Aim of the exercise – Which lines in the records below contain the word "kitchen"? Copy each of them.

== Data to examine ==

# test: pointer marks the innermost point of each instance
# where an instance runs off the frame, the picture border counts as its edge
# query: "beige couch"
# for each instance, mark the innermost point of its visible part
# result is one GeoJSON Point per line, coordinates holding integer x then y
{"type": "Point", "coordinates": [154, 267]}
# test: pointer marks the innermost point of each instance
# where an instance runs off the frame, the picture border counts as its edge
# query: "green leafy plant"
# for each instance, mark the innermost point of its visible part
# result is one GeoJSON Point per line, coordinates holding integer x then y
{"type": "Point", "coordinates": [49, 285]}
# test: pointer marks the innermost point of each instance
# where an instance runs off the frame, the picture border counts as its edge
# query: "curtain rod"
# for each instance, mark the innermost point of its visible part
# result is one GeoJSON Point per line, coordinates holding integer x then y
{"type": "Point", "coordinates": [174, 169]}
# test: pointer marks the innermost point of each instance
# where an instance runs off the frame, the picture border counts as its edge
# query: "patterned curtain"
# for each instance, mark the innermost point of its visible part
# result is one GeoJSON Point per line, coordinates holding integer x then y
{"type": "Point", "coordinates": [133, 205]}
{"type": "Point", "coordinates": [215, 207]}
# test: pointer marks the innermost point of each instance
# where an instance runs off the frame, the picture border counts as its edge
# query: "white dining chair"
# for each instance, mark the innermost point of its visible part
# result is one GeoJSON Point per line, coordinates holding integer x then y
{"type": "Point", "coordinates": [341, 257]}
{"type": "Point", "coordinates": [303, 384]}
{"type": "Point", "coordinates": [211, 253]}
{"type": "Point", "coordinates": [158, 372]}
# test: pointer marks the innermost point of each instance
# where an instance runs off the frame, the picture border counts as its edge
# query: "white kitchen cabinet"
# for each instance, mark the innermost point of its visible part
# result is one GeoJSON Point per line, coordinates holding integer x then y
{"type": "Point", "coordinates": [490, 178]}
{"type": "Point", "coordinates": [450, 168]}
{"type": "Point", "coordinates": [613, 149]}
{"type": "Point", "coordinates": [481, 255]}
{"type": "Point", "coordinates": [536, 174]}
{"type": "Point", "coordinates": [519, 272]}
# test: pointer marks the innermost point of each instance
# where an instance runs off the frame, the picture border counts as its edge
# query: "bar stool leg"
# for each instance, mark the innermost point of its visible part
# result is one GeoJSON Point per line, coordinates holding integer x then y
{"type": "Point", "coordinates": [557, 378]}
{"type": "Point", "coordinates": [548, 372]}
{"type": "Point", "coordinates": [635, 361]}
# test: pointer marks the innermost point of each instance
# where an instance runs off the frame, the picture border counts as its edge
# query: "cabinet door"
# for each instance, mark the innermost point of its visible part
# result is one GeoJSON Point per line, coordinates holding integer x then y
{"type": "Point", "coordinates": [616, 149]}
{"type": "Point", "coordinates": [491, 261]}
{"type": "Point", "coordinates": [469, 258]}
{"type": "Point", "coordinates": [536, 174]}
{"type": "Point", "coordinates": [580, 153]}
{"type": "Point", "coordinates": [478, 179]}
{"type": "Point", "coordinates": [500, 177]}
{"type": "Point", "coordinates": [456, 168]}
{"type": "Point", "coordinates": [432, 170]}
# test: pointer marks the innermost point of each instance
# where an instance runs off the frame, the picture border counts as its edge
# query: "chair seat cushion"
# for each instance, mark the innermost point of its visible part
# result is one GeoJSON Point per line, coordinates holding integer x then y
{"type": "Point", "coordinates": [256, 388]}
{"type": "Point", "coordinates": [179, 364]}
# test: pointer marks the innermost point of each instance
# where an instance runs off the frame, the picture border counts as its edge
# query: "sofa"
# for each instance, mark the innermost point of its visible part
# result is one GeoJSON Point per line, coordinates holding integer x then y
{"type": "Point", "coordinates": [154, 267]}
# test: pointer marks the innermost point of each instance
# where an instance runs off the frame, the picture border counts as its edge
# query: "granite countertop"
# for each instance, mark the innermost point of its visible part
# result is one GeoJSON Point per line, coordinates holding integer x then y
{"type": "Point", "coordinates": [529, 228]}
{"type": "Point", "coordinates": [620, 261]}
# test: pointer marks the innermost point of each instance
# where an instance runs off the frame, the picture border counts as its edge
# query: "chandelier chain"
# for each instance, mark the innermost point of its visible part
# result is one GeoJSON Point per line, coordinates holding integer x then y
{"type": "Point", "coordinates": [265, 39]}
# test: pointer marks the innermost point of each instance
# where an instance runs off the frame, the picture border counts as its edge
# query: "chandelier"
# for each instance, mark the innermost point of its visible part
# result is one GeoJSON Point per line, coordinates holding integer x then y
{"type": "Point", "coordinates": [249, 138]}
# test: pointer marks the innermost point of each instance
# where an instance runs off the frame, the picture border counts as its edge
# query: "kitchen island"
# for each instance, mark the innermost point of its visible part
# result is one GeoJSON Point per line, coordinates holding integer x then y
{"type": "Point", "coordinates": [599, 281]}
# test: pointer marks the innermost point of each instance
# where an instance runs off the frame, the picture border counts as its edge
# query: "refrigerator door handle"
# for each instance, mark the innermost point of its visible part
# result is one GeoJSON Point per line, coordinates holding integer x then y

===

Response box –
# query: "white kitchen cabinet"
# query: "kitchen island"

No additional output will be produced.